*MATERIAL SHOWN*.
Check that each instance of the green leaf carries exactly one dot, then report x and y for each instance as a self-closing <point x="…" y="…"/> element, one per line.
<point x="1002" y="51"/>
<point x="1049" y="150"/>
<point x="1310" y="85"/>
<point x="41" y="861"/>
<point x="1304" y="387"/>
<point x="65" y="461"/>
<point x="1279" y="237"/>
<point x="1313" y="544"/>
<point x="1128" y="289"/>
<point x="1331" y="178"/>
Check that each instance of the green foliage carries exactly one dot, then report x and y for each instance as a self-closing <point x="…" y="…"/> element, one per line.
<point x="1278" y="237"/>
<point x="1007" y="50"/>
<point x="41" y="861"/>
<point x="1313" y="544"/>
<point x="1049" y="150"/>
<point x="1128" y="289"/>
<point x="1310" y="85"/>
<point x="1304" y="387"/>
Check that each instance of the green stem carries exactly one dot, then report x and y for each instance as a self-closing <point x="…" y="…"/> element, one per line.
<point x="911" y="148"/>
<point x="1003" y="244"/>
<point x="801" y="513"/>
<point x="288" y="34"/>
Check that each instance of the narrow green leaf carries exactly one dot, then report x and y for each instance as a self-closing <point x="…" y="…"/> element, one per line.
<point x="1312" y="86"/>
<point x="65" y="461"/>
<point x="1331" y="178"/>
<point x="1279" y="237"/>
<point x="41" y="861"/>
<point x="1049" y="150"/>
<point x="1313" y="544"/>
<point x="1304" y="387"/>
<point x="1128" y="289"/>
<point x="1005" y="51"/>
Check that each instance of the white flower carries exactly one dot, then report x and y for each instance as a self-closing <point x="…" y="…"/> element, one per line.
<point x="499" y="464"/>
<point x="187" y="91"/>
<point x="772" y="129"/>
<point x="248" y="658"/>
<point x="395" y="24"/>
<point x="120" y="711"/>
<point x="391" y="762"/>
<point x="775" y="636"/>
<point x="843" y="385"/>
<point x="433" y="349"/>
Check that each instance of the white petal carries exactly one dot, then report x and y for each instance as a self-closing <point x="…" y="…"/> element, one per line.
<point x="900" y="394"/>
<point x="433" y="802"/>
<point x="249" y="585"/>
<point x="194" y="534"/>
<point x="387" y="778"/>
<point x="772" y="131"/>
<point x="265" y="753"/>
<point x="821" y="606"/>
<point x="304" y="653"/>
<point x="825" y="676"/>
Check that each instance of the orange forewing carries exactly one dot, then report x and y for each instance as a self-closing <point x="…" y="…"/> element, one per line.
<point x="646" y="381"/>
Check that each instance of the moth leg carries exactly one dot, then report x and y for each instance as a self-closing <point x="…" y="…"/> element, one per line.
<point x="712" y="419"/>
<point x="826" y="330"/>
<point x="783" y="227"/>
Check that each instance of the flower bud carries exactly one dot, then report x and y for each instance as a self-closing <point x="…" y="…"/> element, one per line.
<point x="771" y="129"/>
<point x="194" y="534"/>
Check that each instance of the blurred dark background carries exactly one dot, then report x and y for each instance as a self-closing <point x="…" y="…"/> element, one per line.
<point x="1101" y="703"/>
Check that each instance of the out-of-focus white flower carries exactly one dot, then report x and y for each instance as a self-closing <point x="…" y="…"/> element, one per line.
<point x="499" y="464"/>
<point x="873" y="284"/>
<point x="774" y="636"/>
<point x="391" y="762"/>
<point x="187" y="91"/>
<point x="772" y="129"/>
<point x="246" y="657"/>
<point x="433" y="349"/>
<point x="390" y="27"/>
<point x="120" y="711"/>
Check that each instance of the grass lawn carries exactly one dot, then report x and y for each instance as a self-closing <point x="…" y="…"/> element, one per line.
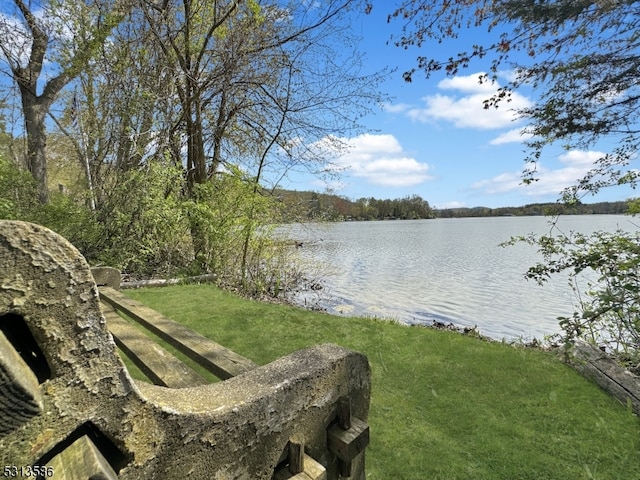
<point x="443" y="406"/>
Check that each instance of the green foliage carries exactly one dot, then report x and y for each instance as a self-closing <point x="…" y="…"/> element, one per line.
<point x="229" y="220"/>
<point x="603" y="268"/>
<point x="306" y="206"/>
<point x="145" y="232"/>
<point x="18" y="192"/>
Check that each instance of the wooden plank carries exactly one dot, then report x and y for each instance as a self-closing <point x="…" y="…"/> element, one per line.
<point x="312" y="471"/>
<point x="81" y="461"/>
<point x="20" y="397"/>
<point x="346" y="444"/>
<point x="220" y="361"/>
<point x="160" y="366"/>
<point x="296" y="457"/>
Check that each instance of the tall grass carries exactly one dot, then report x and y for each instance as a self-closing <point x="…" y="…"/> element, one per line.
<point x="443" y="406"/>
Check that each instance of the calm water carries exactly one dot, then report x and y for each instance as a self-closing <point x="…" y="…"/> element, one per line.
<point x="450" y="270"/>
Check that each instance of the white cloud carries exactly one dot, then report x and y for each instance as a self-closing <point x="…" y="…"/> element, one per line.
<point x="517" y="135"/>
<point x="576" y="163"/>
<point x="378" y="159"/>
<point x="467" y="110"/>
<point x="451" y="204"/>
<point x="396" y="108"/>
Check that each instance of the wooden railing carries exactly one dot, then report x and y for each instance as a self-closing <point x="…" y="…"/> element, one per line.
<point x="158" y="364"/>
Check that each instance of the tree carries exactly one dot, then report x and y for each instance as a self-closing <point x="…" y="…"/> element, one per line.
<point x="45" y="34"/>
<point x="583" y="57"/>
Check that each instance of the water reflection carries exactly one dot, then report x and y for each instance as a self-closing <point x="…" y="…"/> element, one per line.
<point x="449" y="270"/>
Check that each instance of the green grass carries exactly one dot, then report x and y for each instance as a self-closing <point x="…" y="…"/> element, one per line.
<point x="443" y="406"/>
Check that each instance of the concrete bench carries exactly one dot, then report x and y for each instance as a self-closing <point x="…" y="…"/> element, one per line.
<point x="69" y="408"/>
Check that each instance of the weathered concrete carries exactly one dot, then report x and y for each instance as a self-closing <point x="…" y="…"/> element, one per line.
<point x="236" y="429"/>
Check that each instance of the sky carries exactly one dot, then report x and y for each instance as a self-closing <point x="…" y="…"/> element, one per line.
<point x="434" y="139"/>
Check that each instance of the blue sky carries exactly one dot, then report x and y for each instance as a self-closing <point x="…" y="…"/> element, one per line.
<point x="435" y="139"/>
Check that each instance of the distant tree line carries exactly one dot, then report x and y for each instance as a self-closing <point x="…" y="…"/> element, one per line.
<point x="313" y="206"/>
<point x="600" y="208"/>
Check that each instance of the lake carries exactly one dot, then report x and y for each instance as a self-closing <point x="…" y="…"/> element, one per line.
<point x="446" y="270"/>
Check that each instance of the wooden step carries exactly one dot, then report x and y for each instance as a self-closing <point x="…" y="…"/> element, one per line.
<point x="159" y="365"/>
<point x="220" y="361"/>
<point x="20" y="397"/>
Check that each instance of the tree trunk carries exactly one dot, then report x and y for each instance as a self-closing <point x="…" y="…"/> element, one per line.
<point x="34" y="114"/>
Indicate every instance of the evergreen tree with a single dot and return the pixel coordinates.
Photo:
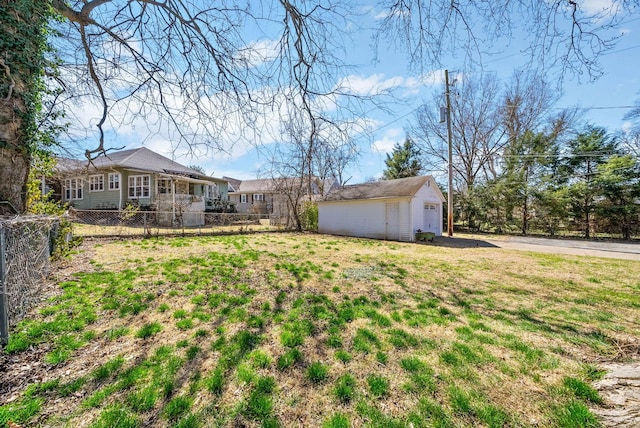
(619, 183)
(579, 171)
(403, 162)
(528, 162)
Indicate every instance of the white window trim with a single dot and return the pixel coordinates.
(96, 183)
(73, 189)
(114, 181)
(139, 187)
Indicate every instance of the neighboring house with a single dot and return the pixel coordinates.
(391, 209)
(142, 178)
(273, 195)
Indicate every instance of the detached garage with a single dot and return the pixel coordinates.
(392, 209)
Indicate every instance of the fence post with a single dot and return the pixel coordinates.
(4, 303)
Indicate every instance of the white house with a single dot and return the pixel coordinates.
(391, 209)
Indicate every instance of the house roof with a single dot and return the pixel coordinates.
(143, 159)
(275, 185)
(401, 187)
(234, 183)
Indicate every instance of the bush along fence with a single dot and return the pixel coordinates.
(26, 244)
(142, 223)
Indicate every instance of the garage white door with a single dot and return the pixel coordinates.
(393, 221)
(431, 218)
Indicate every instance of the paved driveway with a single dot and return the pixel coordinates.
(616, 250)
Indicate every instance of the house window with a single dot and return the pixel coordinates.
(139, 186)
(164, 186)
(114, 181)
(73, 189)
(96, 183)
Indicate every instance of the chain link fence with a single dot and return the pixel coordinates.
(141, 223)
(25, 247)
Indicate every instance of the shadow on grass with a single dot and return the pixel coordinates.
(453, 242)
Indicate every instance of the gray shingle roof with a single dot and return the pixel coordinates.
(143, 159)
(402, 187)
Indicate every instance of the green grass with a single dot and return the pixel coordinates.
(317, 372)
(257, 330)
(345, 388)
(378, 385)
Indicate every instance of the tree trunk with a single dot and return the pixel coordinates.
(14, 155)
(14, 170)
(21, 59)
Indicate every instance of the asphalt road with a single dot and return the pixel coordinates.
(615, 250)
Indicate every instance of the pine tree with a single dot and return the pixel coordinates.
(403, 162)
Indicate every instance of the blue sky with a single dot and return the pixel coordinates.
(605, 100)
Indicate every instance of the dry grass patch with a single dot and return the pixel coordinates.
(291, 329)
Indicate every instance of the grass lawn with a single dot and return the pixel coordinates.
(310, 330)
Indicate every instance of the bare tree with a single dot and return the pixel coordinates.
(475, 124)
(303, 168)
(198, 70)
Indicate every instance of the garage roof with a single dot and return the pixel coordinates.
(401, 187)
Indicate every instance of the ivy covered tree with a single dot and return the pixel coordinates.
(23, 62)
(404, 161)
(203, 71)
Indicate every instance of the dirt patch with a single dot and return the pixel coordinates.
(620, 390)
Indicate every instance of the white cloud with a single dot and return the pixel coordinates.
(600, 6)
(379, 84)
(388, 140)
(259, 52)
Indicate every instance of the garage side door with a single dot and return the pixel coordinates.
(431, 218)
(393, 221)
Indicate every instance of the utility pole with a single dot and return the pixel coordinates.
(450, 186)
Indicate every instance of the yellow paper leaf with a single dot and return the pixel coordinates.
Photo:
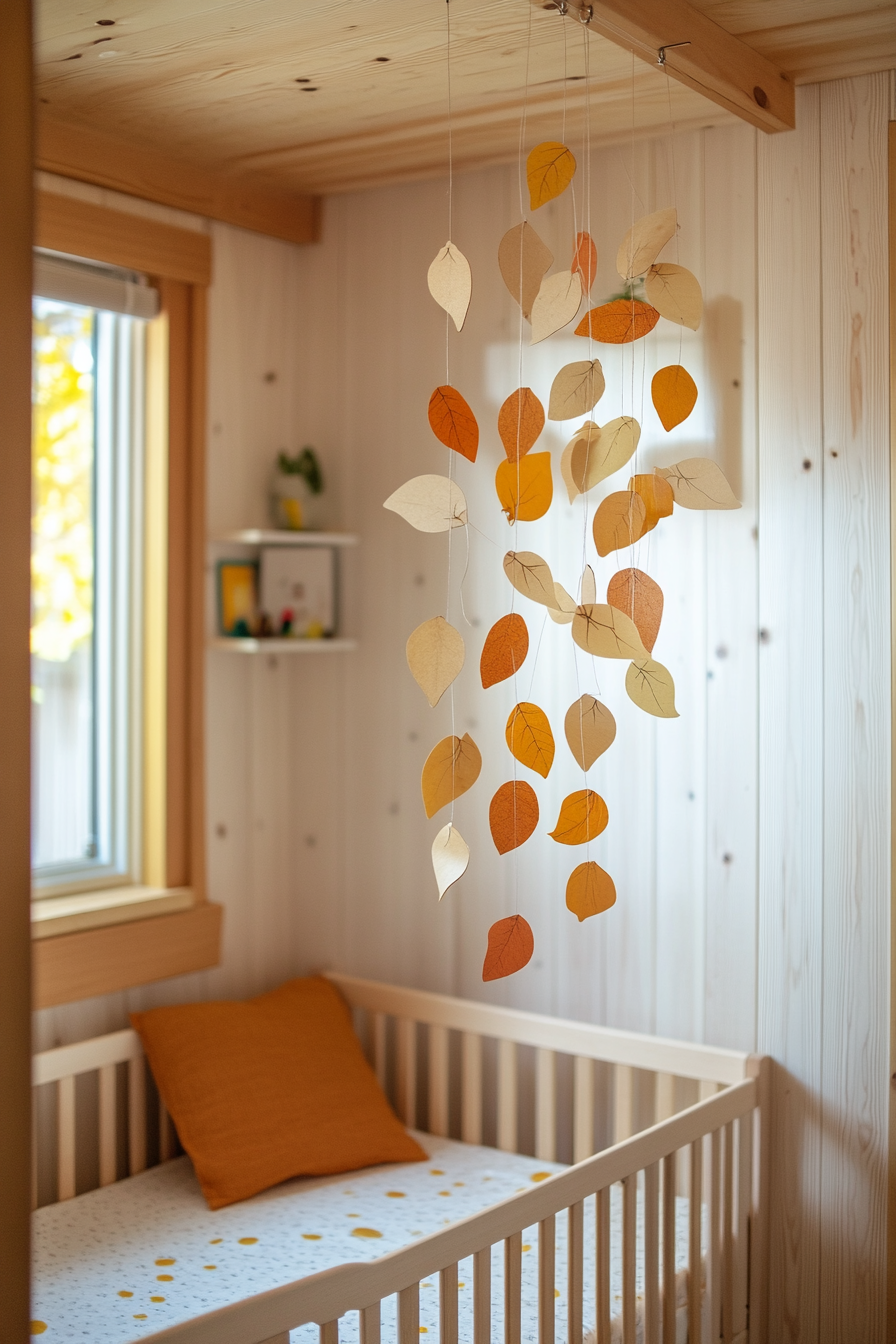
(576, 389)
(621, 520)
(429, 503)
(590, 891)
(529, 738)
(452, 768)
(652, 688)
(435, 656)
(523, 260)
(675, 394)
(606, 633)
(556, 304)
(548, 171)
(450, 856)
(699, 483)
(675, 293)
(525, 488)
(590, 729)
(645, 241)
(450, 282)
(583, 815)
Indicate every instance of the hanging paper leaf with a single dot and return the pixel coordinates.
(583, 816)
(511, 946)
(619, 321)
(513, 815)
(585, 260)
(524, 260)
(548, 171)
(652, 688)
(590, 891)
(520, 422)
(531, 575)
(590, 730)
(529, 738)
(525, 488)
(450, 282)
(645, 241)
(450, 856)
(675, 394)
(504, 651)
(636, 593)
(452, 768)
(621, 520)
(606, 633)
(556, 304)
(675, 292)
(699, 483)
(429, 503)
(576, 389)
(435, 657)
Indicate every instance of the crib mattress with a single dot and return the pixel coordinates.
(118, 1264)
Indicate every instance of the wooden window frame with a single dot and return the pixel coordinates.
(124, 952)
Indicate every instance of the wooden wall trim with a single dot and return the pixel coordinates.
(101, 159)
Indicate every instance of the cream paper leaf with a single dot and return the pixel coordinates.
(450, 856)
(699, 483)
(450, 282)
(576, 389)
(652, 688)
(435, 656)
(556, 304)
(429, 503)
(645, 239)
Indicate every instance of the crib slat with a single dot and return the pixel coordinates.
(438, 1122)
(582, 1109)
(472, 1087)
(546, 1105)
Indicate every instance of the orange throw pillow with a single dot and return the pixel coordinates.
(270, 1089)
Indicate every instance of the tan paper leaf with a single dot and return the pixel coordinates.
(621, 520)
(590, 891)
(652, 688)
(435, 656)
(429, 503)
(699, 483)
(556, 304)
(636, 593)
(450, 282)
(450, 856)
(645, 241)
(590, 730)
(576, 389)
(520, 422)
(452, 768)
(511, 946)
(675, 293)
(583, 815)
(523, 260)
(606, 632)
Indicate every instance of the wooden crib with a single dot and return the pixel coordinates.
(485, 1074)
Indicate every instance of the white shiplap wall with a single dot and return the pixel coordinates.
(750, 837)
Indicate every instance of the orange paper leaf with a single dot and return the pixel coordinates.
(511, 946)
(513, 815)
(504, 651)
(675, 394)
(525, 488)
(529, 738)
(453, 422)
(619, 321)
(590, 891)
(520, 422)
(583, 816)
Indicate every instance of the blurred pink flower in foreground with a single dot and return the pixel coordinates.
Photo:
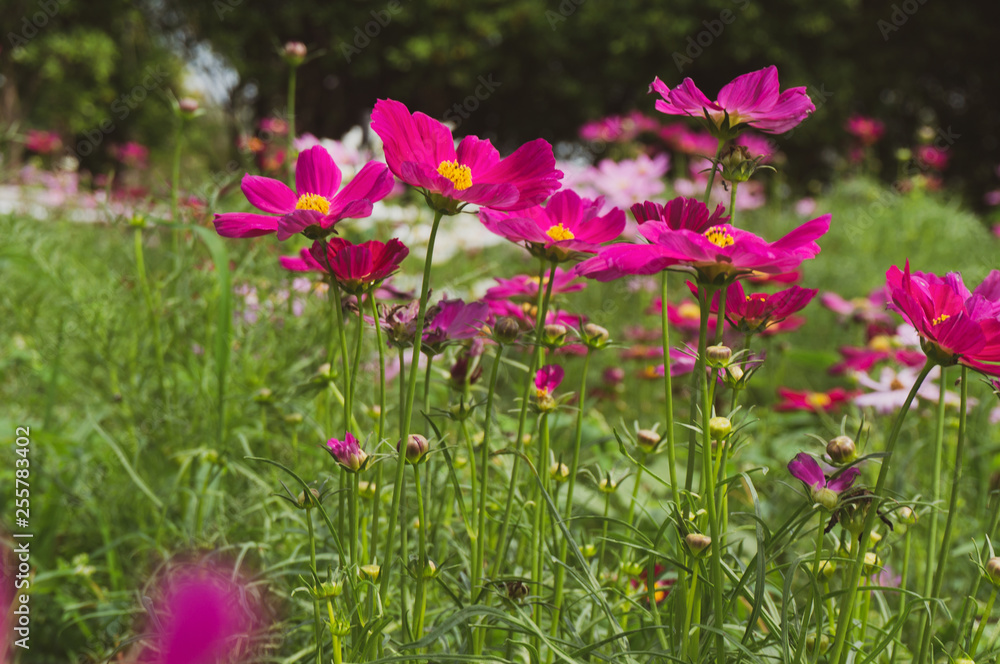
(203, 616)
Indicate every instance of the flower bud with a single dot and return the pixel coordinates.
(554, 334)
(416, 448)
(698, 543)
(842, 450)
(506, 330)
(719, 428)
(993, 570)
(718, 356)
(647, 440)
(828, 498)
(370, 572)
(595, 336)
(366, 489)
(294, 53)
(607, 485)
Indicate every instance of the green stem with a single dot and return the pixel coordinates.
(407, 411)
(708, 482)
(479, 552)
(711, 173)
(529, 383)
(290, 156)
(987, 612)
(568, 510)
(668, 390)
(956, 481)
(847, 602)
(317, 622)
(421, 598)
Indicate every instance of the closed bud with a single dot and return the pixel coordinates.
(294, 53)
(188, 106)
(698, 543)
(506, 330)
(647, 439)
(554, 334)
(842, 450)
(993, 570)
(595, 336)
(718, 356)
(416, 448)
(719, 428)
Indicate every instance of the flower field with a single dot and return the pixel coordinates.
(403, 396)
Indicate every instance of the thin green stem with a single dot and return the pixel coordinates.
(407, 410)
(956, 481)
(847, 602)
(529, 383)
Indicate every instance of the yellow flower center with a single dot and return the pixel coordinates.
(689, 311)
(559, 232)
(818, 400)
(880, 342)
(719, 236)
(459, 174)
(313, 202)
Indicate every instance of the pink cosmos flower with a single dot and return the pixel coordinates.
(453, 320)
(822, 488)
(812, 401)
(865, 129)
(355, 266)
(955, 326)
(719, 254)
(547, 379)
(525, 288)
(421, 152)
(348, 452)
(203, 617)
(42, 142)
(889, 392)
(756, 312)
(565, 227)
(752, 99)
(314, 207)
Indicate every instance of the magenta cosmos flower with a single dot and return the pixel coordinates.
(812, 401)
(756, 312)
(955, 326)
(524, 287)
(315, 205)
(354, 266)
(421, 152)
(716, 255)
(752, 99)
(347, 452)
(822, 489)
(204, 616)
(565, 227)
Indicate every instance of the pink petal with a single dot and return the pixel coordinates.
(243, 224)
(268, 194)
(315, 173)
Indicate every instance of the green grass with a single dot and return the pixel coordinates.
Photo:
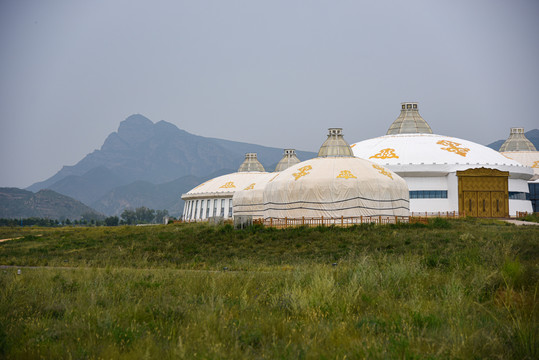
(449, 289)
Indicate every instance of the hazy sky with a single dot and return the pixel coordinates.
(275, 73)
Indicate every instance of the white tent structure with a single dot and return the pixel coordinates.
(250, 200)
(214, 197)
(447, 174)
(519, 148)
(335, 184)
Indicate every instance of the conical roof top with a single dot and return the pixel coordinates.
(517, 142)
(289, 159)
(251, 163)
(335, 145)
(409, 121)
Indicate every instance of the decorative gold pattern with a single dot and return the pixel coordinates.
(199, 186)
(453, 147)
(228, 185)
(302, 172)
(383, 171)
(346, 174)
(385, 154)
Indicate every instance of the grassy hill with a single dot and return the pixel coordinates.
(449, 289)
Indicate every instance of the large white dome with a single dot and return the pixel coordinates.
(333, 187)
(419, 152)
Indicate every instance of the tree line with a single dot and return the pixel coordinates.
(141, 215)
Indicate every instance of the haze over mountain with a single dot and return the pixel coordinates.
(143, 162)
(18, 203)
(152, 164)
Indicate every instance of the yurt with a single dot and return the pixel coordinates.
(335, 185)
(213, 198)
(447, 174)
(520, 149)
(249, 201)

*REQUIRED TASK*. Print exactly the lines above, starting at the line that contains "Indicate every instance of the conical" and ending with the last line of the records, both included.

*TASK RESULT*.
Indicate every instance of the conical roof top with a single dot and return the pixel coordinates.
(517, 142)
(289, 159)
(251, 163)
(335, 145)
(409, 121)
Indicate every instance of the decorative gold pattern with a single dot and return the pixel coordinates.
(199, 186)
(453, 147)
(228, 185)
(302, 172)
(383, 171)
(346, 174)
(385, 154)
Indicate every instance of the grassy hill with a single dot and return the pixel coordinates.
(449, 289)
Indicate every instance of the large white dome with a single dot and return the pixel coordinates.
(333, 187)
(419, 152)
Indicate every instance of the tree line with a single dot and return the pixel coordinates.
(141, 215)
Indicate every instance of the haze over mountain with a single dot and return the pixel coordinates.
(143, 162)
(18, 203)
(152, 164)
Indicate every instance of the yurt with a single dot and return the pixel coordinates.
(335, 185)
(213, 198)
(447, 174)
(520, 149)
(249, 201)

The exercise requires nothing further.